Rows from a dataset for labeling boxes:

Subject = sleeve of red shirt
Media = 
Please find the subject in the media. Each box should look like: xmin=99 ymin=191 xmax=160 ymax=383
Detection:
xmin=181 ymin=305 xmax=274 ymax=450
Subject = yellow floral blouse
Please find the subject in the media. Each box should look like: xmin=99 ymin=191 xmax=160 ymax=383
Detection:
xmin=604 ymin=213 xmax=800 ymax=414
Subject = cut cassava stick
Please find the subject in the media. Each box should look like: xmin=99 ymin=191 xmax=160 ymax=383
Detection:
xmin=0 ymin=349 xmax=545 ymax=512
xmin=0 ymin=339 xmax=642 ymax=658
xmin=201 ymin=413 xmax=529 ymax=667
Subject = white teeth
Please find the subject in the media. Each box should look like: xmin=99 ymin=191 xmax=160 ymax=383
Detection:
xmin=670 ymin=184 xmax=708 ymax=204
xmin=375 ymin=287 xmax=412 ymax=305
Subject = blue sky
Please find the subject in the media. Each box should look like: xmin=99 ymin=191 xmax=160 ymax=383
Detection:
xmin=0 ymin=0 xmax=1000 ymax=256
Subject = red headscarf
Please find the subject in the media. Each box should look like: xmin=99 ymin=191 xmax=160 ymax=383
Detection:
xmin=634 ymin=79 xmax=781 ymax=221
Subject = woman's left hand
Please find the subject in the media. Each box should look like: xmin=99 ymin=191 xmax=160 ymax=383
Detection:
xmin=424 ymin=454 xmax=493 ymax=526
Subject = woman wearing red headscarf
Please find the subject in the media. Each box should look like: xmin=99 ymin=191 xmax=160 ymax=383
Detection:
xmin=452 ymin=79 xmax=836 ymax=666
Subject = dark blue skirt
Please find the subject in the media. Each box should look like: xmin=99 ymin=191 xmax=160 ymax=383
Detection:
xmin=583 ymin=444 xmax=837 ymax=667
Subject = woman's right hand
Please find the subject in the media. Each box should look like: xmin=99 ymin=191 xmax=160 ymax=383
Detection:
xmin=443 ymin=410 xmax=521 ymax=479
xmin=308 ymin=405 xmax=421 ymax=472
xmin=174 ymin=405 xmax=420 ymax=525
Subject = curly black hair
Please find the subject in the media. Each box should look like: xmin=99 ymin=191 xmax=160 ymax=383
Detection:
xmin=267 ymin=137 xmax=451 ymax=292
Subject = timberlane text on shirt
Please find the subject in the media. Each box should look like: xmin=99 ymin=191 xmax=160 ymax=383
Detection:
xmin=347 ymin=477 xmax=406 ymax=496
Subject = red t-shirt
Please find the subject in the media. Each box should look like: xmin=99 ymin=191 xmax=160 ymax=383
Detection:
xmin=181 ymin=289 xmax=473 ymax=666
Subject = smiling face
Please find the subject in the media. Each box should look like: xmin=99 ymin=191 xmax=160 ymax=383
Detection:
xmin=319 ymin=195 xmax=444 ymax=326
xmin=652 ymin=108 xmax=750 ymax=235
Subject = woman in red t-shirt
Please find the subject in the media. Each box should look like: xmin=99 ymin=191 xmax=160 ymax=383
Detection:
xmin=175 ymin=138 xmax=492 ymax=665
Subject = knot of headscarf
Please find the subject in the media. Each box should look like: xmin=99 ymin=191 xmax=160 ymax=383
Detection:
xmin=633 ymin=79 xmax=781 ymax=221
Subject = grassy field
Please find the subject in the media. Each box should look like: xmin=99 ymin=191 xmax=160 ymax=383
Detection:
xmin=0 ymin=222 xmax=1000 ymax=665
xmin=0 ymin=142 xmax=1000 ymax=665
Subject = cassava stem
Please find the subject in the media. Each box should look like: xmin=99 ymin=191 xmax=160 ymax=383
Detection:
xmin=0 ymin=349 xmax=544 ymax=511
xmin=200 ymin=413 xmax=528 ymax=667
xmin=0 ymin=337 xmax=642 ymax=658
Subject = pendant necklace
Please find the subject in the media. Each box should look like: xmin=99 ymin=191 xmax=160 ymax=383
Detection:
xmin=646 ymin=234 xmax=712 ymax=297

DIRECTIONS — Reproduce verbatim the lines of the data starting at the line containing "Subject = pendant necklace" and ending at the final line of the data, with both ends included.

CORRECT RESPONSE —
Subject = pendant necklace
Please find the subject in the media. Each box should look like: xmin=99 ymin=191 xmax=160 ymax=383
Detection:
xmin=646 ymin=234 xmax=712 ymax=297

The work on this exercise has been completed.